_Dataset records_.

_ _ _ _ _ _ _

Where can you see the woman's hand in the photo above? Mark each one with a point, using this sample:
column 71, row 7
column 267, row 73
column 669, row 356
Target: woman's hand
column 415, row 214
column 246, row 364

_ _ _ _ _ _ _

_Do this_. Make an exact copy of the listing, including every line.

_Exercise result_.
Where can you see the woman's hand in the photo above? Mark each one with a point, using this sample:
column 71, row 7
column 267, row 73
column 669, row 356
Target: woman's hand
column 415, row 214
column 246, row 364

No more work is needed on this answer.